_PROBLEM DESCRIPTION_
Check each line of the records below and collect those that include the word "concrete".

_RAW DATA_
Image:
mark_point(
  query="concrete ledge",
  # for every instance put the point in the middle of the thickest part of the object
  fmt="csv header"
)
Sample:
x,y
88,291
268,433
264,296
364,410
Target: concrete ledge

_FINAL ANSWER_
  query="concrete ledge",
Target: concrete ledge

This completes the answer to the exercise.